··· RECORD SET ···

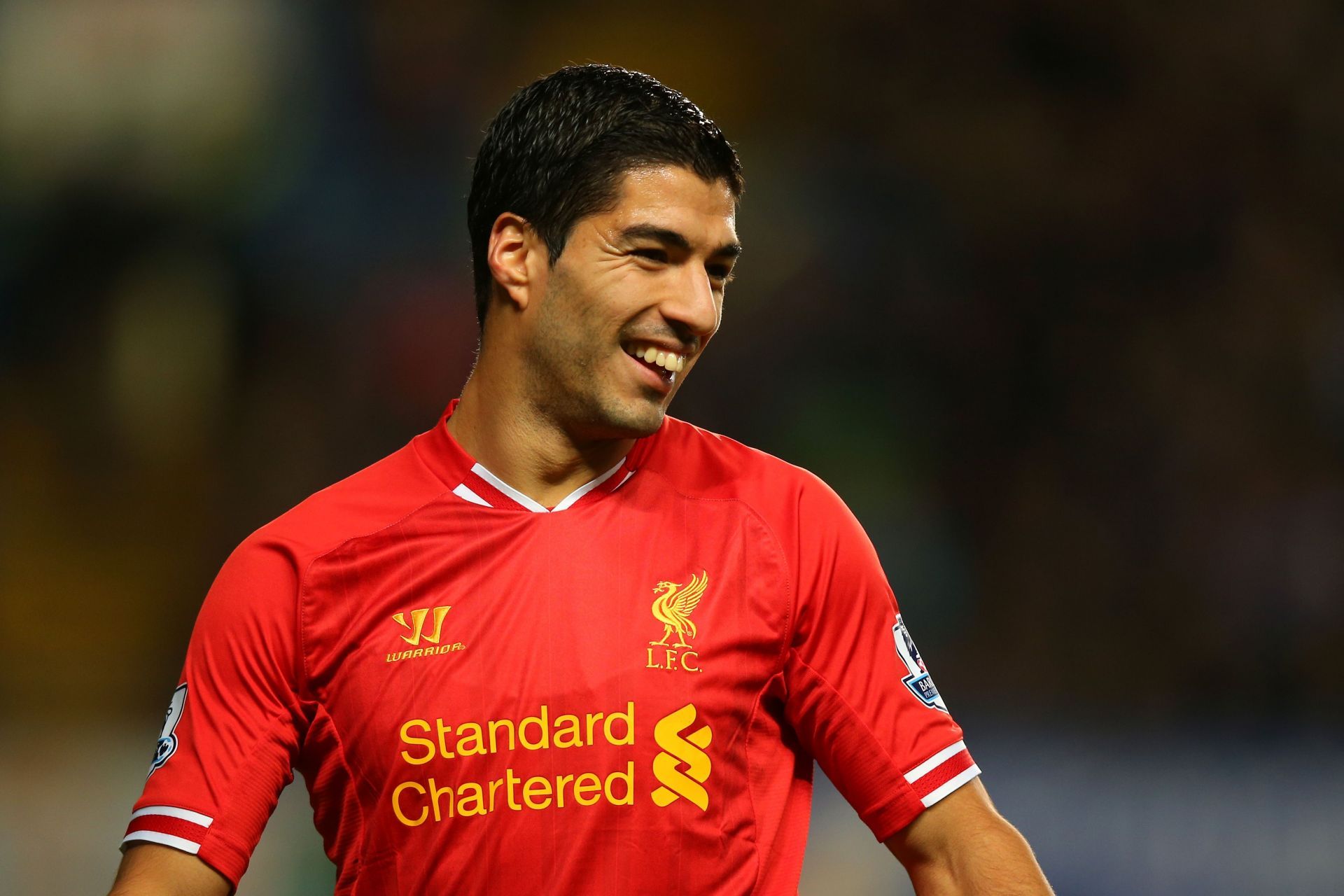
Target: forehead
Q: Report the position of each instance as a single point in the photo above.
(678, 199)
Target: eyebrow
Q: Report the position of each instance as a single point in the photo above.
(673, 238)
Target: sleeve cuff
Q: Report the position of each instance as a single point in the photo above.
(925, 785)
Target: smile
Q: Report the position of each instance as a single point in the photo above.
(670, 362)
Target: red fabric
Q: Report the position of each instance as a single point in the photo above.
(168, 825)
(937, 777)
(318, 649)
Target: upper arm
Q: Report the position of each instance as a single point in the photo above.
(150, 869)
(858, 692)
(233, 729)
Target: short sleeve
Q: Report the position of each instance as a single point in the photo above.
(859, 695)
(234, 723)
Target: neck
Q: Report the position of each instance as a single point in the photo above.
(524, 447)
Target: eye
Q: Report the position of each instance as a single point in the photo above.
(720, 273)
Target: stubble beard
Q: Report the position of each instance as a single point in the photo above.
(573, 372)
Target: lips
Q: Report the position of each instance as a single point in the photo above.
(659, 378)
(656, 356)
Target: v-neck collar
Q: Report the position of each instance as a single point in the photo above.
(475, 484)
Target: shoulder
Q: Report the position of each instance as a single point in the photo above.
(708, 465)
(360, 504)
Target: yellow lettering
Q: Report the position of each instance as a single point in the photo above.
(442, 739)
(470, 794)
(592, 718)
(628, 777)
(534, 788)
(435, 793)
(510, 780)
(585, 785)
(470, 741)
(569, 729)
(559, 790)
(417, 742)
(397, 805)
(540, 722)
(495, 726)
(628, 718)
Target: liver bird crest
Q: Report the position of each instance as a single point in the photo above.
(673, 605)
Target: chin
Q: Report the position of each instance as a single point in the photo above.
(631, 422)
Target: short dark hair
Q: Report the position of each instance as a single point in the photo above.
(558, 149)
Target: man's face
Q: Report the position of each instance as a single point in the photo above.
(638, 284)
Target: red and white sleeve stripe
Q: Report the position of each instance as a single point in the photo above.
(178, 828)
(942, 773)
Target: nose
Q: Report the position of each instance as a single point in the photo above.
(694, 308)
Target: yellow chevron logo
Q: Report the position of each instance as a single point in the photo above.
(683, 766)
(417, 625)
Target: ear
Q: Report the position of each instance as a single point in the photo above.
(518, 258)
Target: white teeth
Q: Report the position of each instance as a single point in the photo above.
(667, 360)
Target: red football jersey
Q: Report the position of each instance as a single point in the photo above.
(619, 695)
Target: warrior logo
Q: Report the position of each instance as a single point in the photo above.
(167, 745)
(918, 680)
(417, 625)
(682, 750)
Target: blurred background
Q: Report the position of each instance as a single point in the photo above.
(1060, 290)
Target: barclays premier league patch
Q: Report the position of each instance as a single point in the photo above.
(167, 745)
(921, 685)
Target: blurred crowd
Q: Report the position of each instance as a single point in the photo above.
(1051, 293)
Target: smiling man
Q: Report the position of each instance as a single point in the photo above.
(564, 643)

···

EXERCISE BRIEF |
Leaving every image behind, repeat the data in full and exactly.

SOLUTION TO THIS TASK |
Target: forehead
Q: Report the position of each instance as a single point in the photo above.
(678, 199)
Target: eyebrow
Q: Report the position of each instance as a single point in the photo above.
(673, 238)
Target: sleeve cuff
Q: Report the position of each instance as a single point in the photo above.
(925, 785)
Target: smile
Q: Report the position of each instance as a single point in the photo above.
(670, 362)
Target: red fabric
Q: Report the position of each instance as a single point in the photo above.
(168, 825)
(937, 777)
(318, 649)
Target: upper arm
Q: Report the position of each instance as a single point in the photo above.
(150, 869)
(858, 692)
(233, 729)
Target: short sleeve
Q: Report the position of each instance as a single point in the photo above.
(859, 695)
(234, 723)
Target: neck
Q: Report the position of each instance as a single point in the photo above.
(524, 447)
Target: eye
Q: Report the position of each instance as a single point in the photo above.
(720, 273)
Target: stubble beard
Q: Report the position of each instance as a single point in the photo above.
(573, 372)
Target: lips
Q: Report the position of each instance as a single point in the photo above.
(659, 378)
(656, 356)
Target: v-neck collar
Q: Report the position of each instance as a single point in the photo above.
(475, 484)
Target: shoulder
Q: Report the position of each instance as a single point in the photo above.
(708, 465)
(360, 504)
Target: yellow lettering
Q: Report the position of each instance as a single point in the photo above.
(442, 739)
(470, 794)
(592, 718)
(628, 777)
(534, 788)
(435, 793)
(510, 780)
(585, 785)
(470, 741)
(569, 729)
(559, 790)
(417, 742)
(397, 805)
(540, 722)
(495, 726)
(628, 718)
Target: liver bird crest
Q: Report the position of each instance as a single point in the photo above.
(673, 605)
Target: chin
Q: Report the position of each instance as a single point in the photo above.
(631, 422)
Target: short dark hair
Q: Report the position of each instance as a single point in the photo above.
(558, 149)
Target: man's face
Q: Report the position of each instance as a single point in the photo above.
(638, 284)
Target: red and white sleeve stripe
Q: Report the position of each instance as a single point in the photo above.
(178, 828)
(942, 773)
Target: nose
Q: Report the position of each instance as a single point in the photo above.
(694, 308)
Target: yellow chevron logo
Q: Report the position of each instance as a single point in the photo above.
(683, 766)
(417, 625)
Target: ear
Q: Report the position of each instance as a single point in the photo above.
(518, 258)
Target: white teeth
Q: Report the position of each instance as a single point in the photo above.
(667, 360)
Target: red football jersey
Q: Report the position of each instance as a single point in the photo above.
(619, 695)
Target: warrior logo
Q: Report the position of each instance as a single point in the photo above.
(167, 745)
(918, 680)
(417, 625)
(682, 750)
Target: blurred background
Q: Report the position of each instance as a single point in the photo above.
(1060, 290)
Target: barclays premier league patch
Q: Report the position of each instance as a single point in the photo above.
(167, 745)
(921, 685)
Target: blurred crowd
Q: Report the position of each instance as a single point in the photo above.
(1051, 293)
Target: smiling man
Q: Report the position of each instance as a single point in the photo above.
(564, 643)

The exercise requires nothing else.